**Document segment:**
========================================================================
# June Photo Contest Winner - Gator Nutz



## RustyBrown (May 29, 2004)

Congratulations to James again this month for his image of the Antioch Baptist Church. James overcame the adversity of my screw ups in posting to once again rule the roost for the month. 

Thanks to all who participated in posting and voting.


----------



## RustyBrown (May 29, 2004)

*Honorable Mention - Richg99 and txsnyper*

had a tie for second...


----------



## Charles Helm (Oct 22, 2004)

Congratulations to the top three!

And thanks to Rusty once again for all the work behind the contest.


----------



## Koru (Sep 25, 2006)

congratulations everyone. another great contest. thanks Rusty for all your work even when you weren't 100%! 

James, that's an awesome photo. well done.


----------



## chicapesca (Jun 7, 2004)

Congrats James, that is a cool shot! Thanks Rusty!


----------



## grayfish (Jul 31, 2005)

Congratulations James. Thanks again Rusty for taking the time to moderate this forum and for doing all the work in support of the contest.
========================================================================
**Listing:**
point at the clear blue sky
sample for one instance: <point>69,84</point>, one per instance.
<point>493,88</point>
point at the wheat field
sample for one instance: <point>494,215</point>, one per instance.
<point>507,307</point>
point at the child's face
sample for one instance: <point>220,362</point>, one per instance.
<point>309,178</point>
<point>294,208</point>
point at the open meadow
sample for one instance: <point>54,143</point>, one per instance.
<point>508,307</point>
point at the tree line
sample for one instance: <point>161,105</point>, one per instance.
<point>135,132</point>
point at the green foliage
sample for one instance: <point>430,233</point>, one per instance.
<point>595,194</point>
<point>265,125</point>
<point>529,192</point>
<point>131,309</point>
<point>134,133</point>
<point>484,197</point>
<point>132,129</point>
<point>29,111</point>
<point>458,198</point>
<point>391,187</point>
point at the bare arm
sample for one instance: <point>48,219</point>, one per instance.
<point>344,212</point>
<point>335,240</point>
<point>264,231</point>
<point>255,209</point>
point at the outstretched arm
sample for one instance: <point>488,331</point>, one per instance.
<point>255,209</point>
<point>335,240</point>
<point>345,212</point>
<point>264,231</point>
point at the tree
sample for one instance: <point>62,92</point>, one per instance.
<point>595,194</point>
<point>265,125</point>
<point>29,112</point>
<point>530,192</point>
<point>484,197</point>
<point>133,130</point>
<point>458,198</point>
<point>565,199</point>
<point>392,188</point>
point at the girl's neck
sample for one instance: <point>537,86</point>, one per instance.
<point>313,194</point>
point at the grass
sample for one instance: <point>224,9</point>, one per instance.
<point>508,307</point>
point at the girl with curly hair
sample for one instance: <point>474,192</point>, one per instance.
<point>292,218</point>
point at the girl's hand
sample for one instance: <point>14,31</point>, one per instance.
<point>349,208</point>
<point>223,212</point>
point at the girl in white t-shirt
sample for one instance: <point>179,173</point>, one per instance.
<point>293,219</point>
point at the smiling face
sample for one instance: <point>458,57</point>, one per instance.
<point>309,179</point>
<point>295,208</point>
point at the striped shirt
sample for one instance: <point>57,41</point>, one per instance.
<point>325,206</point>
========================================================================
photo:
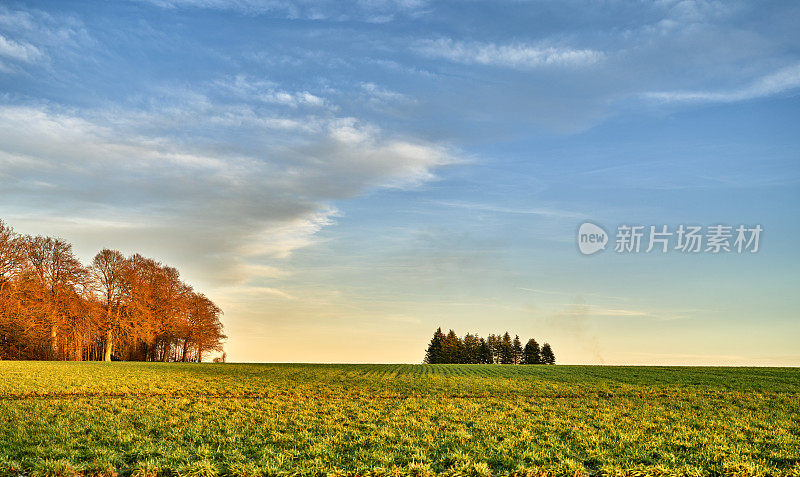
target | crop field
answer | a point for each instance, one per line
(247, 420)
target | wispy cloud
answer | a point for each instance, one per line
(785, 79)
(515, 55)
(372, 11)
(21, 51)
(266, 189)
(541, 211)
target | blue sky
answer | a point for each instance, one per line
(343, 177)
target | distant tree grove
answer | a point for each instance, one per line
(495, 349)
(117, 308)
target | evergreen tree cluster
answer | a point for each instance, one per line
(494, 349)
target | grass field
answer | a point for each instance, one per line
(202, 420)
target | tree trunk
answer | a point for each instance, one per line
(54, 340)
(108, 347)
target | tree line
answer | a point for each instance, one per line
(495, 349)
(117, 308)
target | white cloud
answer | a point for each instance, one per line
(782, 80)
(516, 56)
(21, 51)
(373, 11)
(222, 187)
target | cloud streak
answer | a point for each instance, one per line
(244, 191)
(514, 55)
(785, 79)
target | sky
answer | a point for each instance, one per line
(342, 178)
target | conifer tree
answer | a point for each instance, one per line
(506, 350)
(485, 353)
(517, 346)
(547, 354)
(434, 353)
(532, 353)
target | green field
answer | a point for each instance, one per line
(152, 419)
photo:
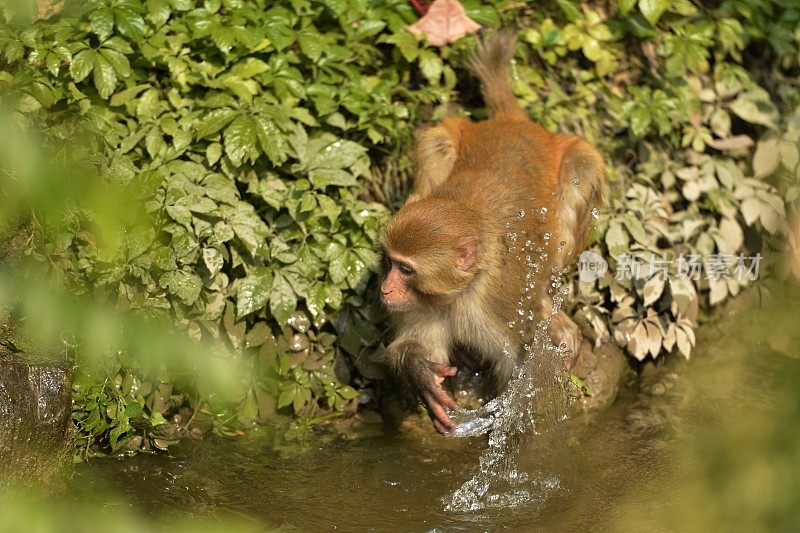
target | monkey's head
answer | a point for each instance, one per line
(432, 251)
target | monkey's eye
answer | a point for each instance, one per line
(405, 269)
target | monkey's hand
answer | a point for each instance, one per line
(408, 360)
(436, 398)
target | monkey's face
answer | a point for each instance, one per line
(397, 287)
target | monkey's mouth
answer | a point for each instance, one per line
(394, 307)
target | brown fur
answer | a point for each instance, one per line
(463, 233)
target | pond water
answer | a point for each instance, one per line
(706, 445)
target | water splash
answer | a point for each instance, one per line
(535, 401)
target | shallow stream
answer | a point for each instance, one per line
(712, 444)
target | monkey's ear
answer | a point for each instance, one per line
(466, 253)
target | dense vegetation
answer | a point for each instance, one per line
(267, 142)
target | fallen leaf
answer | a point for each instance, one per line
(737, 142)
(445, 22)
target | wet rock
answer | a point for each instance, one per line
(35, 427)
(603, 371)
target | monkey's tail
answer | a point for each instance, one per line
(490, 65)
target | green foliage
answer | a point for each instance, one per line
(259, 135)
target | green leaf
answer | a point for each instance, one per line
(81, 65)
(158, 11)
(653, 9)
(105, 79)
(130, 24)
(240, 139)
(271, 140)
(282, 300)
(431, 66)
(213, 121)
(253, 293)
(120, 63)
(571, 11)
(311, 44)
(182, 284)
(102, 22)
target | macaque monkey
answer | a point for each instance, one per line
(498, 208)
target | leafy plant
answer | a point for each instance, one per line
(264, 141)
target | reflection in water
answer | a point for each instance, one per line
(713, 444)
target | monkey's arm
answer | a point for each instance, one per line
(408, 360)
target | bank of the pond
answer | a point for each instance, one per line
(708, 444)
========================================================================
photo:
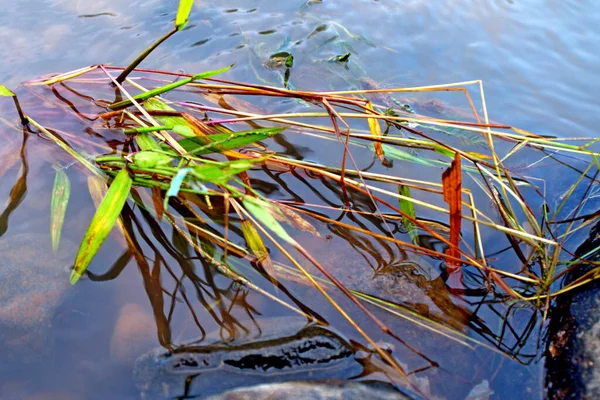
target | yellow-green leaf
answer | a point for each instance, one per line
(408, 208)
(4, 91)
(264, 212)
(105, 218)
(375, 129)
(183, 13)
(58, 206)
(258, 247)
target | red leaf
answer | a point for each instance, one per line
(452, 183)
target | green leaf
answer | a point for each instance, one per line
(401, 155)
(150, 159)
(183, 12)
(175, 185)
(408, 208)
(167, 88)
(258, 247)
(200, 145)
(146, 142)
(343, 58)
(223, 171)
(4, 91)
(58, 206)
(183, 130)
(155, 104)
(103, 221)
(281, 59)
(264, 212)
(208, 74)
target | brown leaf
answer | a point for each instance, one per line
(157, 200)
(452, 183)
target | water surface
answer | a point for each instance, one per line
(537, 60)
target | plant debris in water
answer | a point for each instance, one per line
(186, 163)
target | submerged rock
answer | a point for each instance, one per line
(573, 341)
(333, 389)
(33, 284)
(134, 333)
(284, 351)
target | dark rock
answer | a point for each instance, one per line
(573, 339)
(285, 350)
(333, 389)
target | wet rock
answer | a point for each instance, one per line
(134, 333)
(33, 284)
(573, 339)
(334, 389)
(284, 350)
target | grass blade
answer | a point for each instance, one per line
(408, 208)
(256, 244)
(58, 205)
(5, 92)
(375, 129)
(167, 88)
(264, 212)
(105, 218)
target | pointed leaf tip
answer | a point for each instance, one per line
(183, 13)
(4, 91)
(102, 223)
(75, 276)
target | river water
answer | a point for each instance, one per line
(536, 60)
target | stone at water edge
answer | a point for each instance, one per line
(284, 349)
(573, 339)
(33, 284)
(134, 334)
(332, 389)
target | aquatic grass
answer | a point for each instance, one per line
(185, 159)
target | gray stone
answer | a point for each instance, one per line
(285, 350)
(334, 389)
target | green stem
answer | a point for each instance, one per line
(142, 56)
========================================================================
**Work required:** Copy out the part of the photo contest thread that opens with the words containing "## chicapesca (Jun" and closes with "of the contest.", and switch "cool" to "great".

**Solution to the exercise:**
## chicapesca (Jun 7, 2004)

Congrats James, that is a great shot! Thanks Rusty!


----------



## grayfish (Jul 31, 2005)

Congratulations James. Thanks again Rusty for taking the time to moderate this forum and for doing all the work in support of the contest.